• [PROBLEM TO SOLVE]
Quote the lines of the data below, from the line containing "like [(0, 168)]." up to and including the line containing "[(99, 163)]".

• [DATA IN THIS EXERCISE]
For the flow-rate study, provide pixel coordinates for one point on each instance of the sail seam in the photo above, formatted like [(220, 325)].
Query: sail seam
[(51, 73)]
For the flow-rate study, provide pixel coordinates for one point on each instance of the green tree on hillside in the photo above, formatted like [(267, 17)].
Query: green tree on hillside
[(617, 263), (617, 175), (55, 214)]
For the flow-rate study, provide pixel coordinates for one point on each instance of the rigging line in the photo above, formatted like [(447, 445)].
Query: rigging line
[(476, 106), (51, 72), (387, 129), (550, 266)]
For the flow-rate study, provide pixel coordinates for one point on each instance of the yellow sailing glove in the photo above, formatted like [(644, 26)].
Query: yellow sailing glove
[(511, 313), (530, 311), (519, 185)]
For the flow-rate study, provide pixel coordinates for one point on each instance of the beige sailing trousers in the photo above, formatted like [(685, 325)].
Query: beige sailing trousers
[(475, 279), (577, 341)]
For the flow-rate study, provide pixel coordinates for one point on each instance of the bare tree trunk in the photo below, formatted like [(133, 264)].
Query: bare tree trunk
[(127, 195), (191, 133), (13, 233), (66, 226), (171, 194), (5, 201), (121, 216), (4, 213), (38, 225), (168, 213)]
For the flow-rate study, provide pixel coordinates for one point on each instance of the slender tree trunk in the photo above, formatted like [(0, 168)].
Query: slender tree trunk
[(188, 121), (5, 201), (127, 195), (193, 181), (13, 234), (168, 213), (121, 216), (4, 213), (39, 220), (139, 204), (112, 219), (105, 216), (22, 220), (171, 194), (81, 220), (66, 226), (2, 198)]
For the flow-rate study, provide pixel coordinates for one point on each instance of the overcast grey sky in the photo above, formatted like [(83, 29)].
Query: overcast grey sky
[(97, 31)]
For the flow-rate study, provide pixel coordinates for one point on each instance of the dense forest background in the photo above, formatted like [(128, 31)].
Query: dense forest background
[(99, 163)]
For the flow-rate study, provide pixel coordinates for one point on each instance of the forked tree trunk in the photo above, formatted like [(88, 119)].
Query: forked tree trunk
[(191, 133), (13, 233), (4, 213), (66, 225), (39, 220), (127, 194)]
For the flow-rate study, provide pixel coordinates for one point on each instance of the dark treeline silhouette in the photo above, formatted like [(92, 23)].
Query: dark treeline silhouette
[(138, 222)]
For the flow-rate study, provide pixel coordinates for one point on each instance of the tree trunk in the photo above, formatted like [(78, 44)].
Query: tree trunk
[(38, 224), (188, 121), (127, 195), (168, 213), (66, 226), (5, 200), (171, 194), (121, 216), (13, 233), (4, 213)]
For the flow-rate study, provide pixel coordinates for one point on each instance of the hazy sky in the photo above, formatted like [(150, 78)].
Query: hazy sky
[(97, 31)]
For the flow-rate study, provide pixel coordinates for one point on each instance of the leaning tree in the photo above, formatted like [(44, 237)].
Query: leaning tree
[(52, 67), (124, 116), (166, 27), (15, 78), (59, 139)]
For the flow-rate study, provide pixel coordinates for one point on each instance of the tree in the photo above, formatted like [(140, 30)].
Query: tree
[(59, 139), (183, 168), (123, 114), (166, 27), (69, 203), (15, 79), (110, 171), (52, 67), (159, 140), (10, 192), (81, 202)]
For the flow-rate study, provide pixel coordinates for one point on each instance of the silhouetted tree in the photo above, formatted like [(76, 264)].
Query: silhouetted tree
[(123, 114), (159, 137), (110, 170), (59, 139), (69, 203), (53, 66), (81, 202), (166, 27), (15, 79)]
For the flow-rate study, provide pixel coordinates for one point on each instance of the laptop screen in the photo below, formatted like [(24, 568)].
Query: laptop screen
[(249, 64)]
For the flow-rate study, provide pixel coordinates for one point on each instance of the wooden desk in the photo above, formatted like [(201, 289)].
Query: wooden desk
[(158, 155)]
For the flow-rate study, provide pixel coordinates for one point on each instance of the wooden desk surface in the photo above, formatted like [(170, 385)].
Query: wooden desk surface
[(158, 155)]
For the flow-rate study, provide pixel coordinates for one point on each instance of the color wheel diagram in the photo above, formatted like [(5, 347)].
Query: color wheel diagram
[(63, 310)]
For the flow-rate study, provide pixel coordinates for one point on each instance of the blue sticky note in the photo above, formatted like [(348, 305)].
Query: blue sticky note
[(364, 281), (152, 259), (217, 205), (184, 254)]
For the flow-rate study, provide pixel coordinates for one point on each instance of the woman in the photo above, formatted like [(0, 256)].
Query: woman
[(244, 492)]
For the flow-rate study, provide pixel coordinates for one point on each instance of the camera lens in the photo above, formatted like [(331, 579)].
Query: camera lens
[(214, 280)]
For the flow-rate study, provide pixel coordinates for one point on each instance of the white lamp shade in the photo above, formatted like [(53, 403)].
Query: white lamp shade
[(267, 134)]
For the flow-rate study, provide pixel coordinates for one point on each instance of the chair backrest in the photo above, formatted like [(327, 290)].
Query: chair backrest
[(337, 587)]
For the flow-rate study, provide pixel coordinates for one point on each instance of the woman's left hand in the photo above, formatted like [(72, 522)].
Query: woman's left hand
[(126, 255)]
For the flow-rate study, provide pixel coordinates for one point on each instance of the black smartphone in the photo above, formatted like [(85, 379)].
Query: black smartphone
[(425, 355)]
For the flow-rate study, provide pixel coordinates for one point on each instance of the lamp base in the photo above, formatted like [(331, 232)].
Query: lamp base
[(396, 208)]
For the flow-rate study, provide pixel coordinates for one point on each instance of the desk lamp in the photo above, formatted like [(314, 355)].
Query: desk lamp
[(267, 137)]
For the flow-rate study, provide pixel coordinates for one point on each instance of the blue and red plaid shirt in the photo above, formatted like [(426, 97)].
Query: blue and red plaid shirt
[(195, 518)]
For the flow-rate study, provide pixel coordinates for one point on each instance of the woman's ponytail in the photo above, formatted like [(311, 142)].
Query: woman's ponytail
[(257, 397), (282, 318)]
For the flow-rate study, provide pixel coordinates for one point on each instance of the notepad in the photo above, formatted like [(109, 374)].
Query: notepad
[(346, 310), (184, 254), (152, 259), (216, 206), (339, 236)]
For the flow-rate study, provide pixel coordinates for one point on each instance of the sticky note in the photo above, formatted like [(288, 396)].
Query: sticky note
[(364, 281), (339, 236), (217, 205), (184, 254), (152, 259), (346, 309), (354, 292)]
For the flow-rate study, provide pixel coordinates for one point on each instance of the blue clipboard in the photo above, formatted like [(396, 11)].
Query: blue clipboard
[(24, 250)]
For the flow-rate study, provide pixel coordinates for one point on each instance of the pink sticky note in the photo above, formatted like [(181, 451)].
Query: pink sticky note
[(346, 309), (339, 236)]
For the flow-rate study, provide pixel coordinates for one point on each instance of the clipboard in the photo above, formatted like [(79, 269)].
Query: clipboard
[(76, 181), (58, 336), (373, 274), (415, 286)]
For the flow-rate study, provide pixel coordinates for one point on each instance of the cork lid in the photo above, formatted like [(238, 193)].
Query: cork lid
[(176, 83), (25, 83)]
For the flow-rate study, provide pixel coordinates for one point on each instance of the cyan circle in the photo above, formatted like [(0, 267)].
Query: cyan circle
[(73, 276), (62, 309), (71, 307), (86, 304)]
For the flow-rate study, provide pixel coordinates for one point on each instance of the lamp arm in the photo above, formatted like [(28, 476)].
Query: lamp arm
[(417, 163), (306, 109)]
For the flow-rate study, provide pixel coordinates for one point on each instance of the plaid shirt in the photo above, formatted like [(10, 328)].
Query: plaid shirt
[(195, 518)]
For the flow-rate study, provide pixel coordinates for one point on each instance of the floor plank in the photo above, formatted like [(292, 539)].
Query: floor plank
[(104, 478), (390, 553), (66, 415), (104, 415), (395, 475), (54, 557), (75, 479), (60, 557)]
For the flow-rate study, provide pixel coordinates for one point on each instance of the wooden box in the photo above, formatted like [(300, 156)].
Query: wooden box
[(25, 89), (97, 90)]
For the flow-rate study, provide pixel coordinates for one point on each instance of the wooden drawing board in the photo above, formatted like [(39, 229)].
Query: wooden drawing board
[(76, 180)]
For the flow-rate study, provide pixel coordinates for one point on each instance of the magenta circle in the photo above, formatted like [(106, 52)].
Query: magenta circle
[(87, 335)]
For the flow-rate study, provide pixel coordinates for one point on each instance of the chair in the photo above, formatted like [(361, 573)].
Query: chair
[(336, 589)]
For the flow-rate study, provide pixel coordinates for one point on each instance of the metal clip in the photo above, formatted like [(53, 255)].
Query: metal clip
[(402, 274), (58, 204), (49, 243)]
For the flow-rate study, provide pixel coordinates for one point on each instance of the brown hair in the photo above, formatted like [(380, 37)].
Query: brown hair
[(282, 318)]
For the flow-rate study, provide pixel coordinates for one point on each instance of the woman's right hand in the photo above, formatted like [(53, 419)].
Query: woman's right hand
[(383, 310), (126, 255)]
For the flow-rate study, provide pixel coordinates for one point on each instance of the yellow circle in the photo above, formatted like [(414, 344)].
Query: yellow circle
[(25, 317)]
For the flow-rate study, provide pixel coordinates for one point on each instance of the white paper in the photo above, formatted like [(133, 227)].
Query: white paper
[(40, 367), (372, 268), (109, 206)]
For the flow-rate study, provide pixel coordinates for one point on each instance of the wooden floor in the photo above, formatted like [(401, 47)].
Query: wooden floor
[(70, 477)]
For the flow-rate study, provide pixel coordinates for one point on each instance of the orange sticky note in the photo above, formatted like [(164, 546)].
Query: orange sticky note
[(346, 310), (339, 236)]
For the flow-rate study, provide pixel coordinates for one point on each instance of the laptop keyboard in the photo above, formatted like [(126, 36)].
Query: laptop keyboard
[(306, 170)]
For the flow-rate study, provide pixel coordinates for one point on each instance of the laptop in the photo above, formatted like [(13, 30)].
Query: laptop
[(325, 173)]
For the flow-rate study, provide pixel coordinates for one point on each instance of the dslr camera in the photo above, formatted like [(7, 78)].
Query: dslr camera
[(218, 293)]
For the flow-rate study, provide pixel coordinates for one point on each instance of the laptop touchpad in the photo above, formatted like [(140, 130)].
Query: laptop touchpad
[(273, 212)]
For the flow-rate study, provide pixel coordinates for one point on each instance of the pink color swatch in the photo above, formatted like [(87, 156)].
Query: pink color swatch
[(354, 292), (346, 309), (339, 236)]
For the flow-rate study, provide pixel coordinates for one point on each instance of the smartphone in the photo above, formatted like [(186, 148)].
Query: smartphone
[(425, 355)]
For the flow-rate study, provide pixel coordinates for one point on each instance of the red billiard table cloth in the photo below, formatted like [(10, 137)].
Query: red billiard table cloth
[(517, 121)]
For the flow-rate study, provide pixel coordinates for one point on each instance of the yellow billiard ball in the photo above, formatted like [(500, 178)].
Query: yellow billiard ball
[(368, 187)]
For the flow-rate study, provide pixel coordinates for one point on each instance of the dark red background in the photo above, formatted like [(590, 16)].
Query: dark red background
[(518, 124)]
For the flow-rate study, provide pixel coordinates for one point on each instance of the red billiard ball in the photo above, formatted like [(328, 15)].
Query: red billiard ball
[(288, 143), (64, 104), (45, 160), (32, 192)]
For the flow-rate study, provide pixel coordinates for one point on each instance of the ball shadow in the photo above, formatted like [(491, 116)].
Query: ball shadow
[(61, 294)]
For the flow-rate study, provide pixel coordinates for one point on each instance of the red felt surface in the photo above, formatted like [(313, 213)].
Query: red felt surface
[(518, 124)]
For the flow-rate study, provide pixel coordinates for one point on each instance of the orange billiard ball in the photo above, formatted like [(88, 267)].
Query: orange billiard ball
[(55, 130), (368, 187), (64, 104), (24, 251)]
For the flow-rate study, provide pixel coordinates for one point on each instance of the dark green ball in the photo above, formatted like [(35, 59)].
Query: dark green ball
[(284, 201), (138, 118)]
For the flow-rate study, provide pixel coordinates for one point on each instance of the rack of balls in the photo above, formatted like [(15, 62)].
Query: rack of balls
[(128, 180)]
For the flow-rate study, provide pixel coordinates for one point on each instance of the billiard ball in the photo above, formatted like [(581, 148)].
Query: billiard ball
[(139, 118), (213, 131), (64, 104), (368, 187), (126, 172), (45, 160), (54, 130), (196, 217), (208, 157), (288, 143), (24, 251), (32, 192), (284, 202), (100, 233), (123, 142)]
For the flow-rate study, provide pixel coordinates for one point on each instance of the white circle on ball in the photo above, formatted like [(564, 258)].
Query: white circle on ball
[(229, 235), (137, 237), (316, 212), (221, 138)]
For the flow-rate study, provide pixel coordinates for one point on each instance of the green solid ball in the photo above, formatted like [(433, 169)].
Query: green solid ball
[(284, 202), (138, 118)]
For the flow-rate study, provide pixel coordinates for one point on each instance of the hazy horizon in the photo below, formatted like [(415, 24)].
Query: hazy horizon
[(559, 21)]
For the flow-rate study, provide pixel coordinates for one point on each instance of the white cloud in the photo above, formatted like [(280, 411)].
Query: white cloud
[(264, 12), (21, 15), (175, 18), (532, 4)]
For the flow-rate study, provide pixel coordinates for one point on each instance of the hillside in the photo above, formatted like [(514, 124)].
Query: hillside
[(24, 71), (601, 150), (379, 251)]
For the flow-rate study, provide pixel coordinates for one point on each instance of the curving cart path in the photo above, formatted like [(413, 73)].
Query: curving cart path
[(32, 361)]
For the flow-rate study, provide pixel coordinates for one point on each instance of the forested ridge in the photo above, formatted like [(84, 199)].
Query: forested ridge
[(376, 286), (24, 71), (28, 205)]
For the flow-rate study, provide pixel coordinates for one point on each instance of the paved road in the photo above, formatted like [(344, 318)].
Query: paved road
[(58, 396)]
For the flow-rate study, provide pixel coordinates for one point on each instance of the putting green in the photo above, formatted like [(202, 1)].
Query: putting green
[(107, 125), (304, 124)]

• [OUTPUT OF THE TASK]
For the flow-rate study, provide pixel coordinates for one point on each instance of the slender tree trunk in the photo above, formatted like [(0, 168)].
Query: slender tree trunk
[(188, 121), (5, 201), (127, 195), (193, 181), (13, 234), (168, 213), (121, 216), (4, 213), (39, 220), (139, 204), (112, 219), (105, 216), (22, 220), (171, 194), (81, 220), (66, 226), (2, 198)]
For the flow-rate study, provide pixel coordinates for one point on each instance of the overcast grey sky in the photo above, formatted like [(83, 29)].
Query: overcast grey sky
[(97, 31)]
For the flow-rate study, provide pixel coordinates for one point on each instance of the dense forest background in the photo above, formatted like [(128, 31)].
Query: dense forest background
[(99, 163)]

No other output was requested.